_Page excerpt_

★ ★ ★ ★ ★

Milan Ivanović (Serbian Cyrillic: Милан Ивановић, ; born 21 December 1960 in Sivac, SR Serbia, SFR Yugoslavia) is a former Serbian Australian football (soccer) player. He also played for Australian national team.

Club career
Ivanović started his career with a local club Crvenka. After stints with Rudar Kostolac and OFK Belgrade, he joined Red Star Belgrade in 1985. Ivanović played in a 1988 European Cup encounter against A.C. Milan.

He emigrated to Australia and on arrival in 1989 he joined Adelaide City in the National Soccer League. Nicknamed "The Doctor" for his ability to cut out the opposition's attacks and launch into an incisive midfield run, the classy, composed sweeper formed a formidable partnership with Alex Tobin that became the mainstay of the Adelaide City and Socceroo defence. That resulted in two national titles in 1992 and 1994, cementing his legendary status.

In 2007, Ivanović came out of retirement to play in the South Australian Premier League club, Northern Demons.

International career
Ivanović made his first international appearance for Australia in 1991. He captained Australia once, in a match against Japan on 15 February 1998, which also his last appearance for Australia. Ivanović made 59 international appearances for Australia.

★ ★ ★ ★ ★

Dataset rows on where objects appear
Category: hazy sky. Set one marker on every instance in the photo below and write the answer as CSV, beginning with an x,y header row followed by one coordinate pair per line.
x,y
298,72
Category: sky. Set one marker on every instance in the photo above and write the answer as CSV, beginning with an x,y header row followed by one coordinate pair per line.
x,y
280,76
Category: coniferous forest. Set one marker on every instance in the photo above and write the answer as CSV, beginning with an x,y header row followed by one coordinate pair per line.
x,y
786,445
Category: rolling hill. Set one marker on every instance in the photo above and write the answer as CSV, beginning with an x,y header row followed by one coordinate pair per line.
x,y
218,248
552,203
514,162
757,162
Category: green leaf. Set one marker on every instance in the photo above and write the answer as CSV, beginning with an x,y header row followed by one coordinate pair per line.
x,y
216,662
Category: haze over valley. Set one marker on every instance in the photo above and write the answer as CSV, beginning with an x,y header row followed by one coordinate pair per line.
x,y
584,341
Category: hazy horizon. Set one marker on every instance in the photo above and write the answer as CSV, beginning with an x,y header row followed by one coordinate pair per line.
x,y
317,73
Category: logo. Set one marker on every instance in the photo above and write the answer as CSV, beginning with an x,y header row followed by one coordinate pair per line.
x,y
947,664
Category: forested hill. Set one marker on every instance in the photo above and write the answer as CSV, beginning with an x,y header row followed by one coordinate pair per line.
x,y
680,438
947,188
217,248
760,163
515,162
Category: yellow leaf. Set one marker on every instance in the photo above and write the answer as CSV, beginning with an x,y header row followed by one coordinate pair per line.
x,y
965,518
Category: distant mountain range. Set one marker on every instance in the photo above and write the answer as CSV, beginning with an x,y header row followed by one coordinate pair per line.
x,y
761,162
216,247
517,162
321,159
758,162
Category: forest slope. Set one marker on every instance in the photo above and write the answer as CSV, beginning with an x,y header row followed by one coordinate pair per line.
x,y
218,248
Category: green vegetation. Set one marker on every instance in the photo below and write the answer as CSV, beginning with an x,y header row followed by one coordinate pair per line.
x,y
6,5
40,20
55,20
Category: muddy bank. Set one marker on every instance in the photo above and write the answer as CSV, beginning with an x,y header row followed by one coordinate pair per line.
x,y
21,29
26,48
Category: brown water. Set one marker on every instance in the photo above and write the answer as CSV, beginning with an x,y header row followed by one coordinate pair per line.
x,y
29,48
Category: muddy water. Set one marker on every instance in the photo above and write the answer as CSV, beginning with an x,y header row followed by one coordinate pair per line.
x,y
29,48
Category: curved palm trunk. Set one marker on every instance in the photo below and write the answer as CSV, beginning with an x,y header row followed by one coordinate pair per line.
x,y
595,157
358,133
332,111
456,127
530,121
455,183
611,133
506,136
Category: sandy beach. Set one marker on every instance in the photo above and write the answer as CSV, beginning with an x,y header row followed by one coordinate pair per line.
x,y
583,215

★ ★ ★ ★ ★

_What you will do_
1) According to the Milan Ivanović biography, why was he nicknamed "The Doctor"? Answer in one to three sentences.
2) Summarize the Milan Ivanović biography in two sentences.
3) Continue the Milan Ivanović biography from its last sentence.
The dataset rows have no role in this work.

_Answer set_
1) He was nicknamed "The Doctor" because he could cut out the opposition's attacks and then launch into an incisive midfield run.

2) Milan Ivanović, a former Serbian Australian footballer born in Sivac in 1960, played for Crvenka, Rudar Kostolac, OFK Belgrade and Red Star Belgrade before emigrating to Australia and joining Adelaide City in 1989. His defensive partnership with Alex Tobin helped Adelaide City win national titles in 1992 and 1994, and he made 59 appearances for Australia from 1991 to 1998, captaining the team once in a match against Japan.

3)
In 2000, he was selected as a member of the Australian "Team of the Century" by respondents to a worldwide Rec.Sport.Soccer Statistics Foundation vote, beating Paul Okon into second place for a position in central defense.

Managerial career
Ivanović has coached at local level in South Australia, in both Federation and Amateur leagues. He has been in charge at both Enfield City and White City and saved the latter club from relegation in 2006. Currently Coaching U/19's at Croydon Kings (Polonia) Soccer Club in South Australia. He is now currently the Head Soccer coach at Scotch College Adelaide.

Honours
With Australia:
 FIFA Confederations Cup: 1997 (Runners-Up)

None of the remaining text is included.